■ TASK DESCRIPTION
Starting at the line below that contains "Query: man in dark jacket", print each line through the end of the records exactly as it appears.

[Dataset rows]
◇ ◇ ◇ ◇ ◇ ◇ ◇
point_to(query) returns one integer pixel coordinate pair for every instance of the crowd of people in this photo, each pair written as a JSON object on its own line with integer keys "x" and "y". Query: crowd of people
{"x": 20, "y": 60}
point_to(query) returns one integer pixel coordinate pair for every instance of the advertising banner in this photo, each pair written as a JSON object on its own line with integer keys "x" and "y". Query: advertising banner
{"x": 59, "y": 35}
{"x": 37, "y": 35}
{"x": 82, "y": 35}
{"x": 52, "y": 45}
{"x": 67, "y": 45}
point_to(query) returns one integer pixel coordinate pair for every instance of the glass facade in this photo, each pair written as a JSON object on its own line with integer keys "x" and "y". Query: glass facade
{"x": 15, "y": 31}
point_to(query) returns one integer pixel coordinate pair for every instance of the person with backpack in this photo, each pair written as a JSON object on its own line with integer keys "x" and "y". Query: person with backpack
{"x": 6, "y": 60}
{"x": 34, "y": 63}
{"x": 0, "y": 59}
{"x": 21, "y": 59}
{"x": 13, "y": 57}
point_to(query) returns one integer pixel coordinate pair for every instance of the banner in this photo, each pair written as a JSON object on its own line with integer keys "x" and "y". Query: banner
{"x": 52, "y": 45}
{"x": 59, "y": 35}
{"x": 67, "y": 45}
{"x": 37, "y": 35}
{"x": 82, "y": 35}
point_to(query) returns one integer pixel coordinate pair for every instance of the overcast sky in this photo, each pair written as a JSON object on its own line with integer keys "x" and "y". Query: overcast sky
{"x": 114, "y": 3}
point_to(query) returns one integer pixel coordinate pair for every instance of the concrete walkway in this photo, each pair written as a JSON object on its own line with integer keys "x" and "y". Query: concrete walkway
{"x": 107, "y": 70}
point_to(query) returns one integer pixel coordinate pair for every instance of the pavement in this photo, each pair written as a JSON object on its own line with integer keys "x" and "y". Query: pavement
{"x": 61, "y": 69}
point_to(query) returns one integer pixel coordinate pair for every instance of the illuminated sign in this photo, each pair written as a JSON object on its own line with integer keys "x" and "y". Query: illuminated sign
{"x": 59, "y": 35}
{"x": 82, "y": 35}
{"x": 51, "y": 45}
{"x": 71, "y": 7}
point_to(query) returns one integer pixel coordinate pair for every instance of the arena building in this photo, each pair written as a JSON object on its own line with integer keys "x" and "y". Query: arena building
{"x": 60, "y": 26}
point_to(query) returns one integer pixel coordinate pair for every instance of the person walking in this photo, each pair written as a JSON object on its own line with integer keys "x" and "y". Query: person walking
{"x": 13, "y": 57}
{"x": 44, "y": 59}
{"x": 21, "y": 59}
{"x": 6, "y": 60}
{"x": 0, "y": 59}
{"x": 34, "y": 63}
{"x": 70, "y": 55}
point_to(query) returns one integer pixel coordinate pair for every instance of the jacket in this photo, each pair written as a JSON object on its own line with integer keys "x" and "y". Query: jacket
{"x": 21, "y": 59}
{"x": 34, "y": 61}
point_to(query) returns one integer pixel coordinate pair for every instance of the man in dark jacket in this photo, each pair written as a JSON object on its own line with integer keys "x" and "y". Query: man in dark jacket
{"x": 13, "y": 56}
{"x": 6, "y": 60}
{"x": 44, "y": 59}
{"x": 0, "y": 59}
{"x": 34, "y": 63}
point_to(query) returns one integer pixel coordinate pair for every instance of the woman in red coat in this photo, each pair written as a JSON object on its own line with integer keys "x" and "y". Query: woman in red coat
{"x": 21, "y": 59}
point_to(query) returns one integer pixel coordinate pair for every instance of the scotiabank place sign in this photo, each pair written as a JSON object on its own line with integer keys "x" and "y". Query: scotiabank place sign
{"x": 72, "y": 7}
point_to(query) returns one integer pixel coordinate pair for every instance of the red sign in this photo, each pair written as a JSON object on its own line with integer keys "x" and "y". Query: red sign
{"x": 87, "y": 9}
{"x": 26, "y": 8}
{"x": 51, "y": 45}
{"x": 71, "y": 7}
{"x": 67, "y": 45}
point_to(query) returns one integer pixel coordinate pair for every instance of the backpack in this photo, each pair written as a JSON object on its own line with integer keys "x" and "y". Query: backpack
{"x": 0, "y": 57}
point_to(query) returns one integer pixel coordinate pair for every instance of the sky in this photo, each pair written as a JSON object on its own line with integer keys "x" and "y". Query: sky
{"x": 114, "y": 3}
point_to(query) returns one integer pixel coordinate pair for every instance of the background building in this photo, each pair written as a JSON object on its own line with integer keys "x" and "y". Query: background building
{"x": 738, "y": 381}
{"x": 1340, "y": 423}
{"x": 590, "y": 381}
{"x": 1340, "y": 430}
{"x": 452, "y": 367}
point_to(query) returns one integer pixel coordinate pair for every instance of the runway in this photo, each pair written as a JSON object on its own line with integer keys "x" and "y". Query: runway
◇ ◇ ◇ ◇ ◇ ◇ ◇
■ OUTPUT OF THE TASK
point_to(query) returns one integer pixel coordinate pair for every instance of the man in dark jacket in this photo, each pair written as a JSON object on its own line with integer keys "x" and "y". Query: man in dark jacket
{"x": 13, "y": 56}
{"x": 6, "y": 60}
{"x": 44, "y": 59}
{"x": 0, "y": 59}
{"x": 34, "y": 63}
point_to(query) returns one integer pixel coordinate pair for every instance of the woman in red coat in this photo, each pair written as a JSON object on its own line with integer keys "x" and "y". Query: woman in red coat
{"x": 21, "y": 59}
point_to(query) returns one integer pixel coordinate pair for every instance of the scotiabank place sign in this photo, each pair written as a JSON object on its own line with integer keys "x" and "y". Query: scotiabank place sign
{"x": 72, "y": 7}
point_to(query) returns one integer pixel coordinate pair for every instance of the red sign in this photo, each pair written as a JSON object on its own line with integer keys "x" and "y". Query: red sign
{"x": 87, "y": 9}
{"x": 26, "y": 8}
{"x": 51, "y": 45}
{"x": 71, "y": 7}
{"x": 67, "y": 45}
point_to(query) returns one integer pixel coordinate pair for every instance of the backpack in this photo, each pair written as a JSON object on its own line with integer keys "x" and "y". Query: backpack
{"x": 0, "y": 57}
point_to(query) returns one integer pixel coordinate pair for every instance of the sky in this photo, each pair written as a JSON object on its own line with integer keys "x" and "y". Query: sky
{"x": 114, "y": 3}
point_to(query) returns one integer pixel coordinate pair for every instance of the background building in this photo, each pair written as a JSON object on its own line with integer keys "x" and "y". Query: background building
{"x": 738, "y": 381}
{"x": 1340, "y": 423}
{"x": 590, "y": 381}
{"x": 1340, "y": 430}
{"x": 452, "y": 367}
point_to(query) returns one integer pixel coordinate pair for every instance of the runway in this photo, each pair written as a JSON object on its own line with integer keys "x" and "y". Query: runway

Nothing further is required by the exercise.